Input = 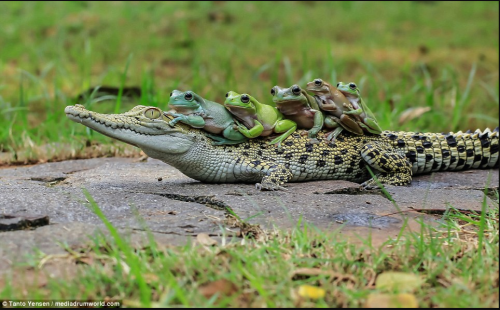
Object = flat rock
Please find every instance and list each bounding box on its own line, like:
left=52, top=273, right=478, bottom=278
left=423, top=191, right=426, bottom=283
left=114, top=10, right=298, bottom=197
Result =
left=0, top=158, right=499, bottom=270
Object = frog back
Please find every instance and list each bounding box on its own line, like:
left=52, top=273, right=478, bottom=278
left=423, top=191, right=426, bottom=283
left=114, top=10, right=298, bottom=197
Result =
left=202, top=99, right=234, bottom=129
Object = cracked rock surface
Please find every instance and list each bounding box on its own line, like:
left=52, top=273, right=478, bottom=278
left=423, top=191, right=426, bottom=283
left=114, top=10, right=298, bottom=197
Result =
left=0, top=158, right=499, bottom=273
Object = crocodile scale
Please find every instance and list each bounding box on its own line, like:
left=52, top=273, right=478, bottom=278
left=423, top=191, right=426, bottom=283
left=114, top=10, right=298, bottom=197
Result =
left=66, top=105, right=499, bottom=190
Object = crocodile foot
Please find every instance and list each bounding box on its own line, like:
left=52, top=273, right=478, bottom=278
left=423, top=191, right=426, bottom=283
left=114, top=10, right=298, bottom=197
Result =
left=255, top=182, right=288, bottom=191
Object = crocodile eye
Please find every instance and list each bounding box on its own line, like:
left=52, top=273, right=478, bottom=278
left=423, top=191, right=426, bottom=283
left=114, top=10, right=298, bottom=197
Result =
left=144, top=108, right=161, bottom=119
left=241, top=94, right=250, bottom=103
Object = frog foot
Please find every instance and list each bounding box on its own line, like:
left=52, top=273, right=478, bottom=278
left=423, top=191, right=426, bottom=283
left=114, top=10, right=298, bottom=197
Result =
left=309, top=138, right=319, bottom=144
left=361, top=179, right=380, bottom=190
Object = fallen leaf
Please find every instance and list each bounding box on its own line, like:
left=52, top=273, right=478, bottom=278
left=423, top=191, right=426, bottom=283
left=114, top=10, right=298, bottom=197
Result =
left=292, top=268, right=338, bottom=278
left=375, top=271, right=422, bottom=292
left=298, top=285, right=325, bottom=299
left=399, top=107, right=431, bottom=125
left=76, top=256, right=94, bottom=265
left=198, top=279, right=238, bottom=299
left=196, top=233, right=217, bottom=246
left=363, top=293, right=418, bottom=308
* * *
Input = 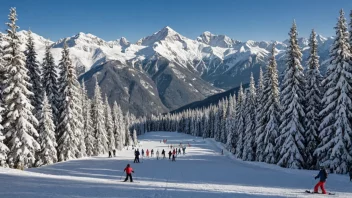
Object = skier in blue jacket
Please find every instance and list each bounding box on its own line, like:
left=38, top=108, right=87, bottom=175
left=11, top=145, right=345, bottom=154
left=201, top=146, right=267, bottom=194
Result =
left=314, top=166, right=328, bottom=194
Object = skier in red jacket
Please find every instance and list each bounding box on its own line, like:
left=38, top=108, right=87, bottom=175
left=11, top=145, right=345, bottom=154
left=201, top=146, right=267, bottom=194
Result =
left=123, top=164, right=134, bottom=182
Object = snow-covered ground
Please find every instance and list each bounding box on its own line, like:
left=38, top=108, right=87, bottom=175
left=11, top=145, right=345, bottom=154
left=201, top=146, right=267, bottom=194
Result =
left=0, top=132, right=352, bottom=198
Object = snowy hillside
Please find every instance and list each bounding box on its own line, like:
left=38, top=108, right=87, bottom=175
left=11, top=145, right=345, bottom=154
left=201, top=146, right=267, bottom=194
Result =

What to do: Please rewrite the records from the line with "Object = crocodile scale" to the line with "left=255, top=182, right=288, bottom=191", putting "crocodile leg" in place of "crocodile foot" and keeping everything else the same.

Answer in full:
Object = crocodile scale
Please find every instance and list each bounding box on its own line, like:
left=52, top=273, right=478, bottom=278
left=423, top=191, right=426, bottom=283
left=114, top=10, right=298, bottom=197
Result =
left=66, top=105, right=499, bottom=190
Object = crocodile leg
Please find every instance and list each bounding box on its own line, like:
left=52, top=273, right=478, bottom=278
left=423, top=191, right=426, bottom=283
left=114, top=10, right=298, bottom=197
Result =
left=255, top=182, right=288, bottom=191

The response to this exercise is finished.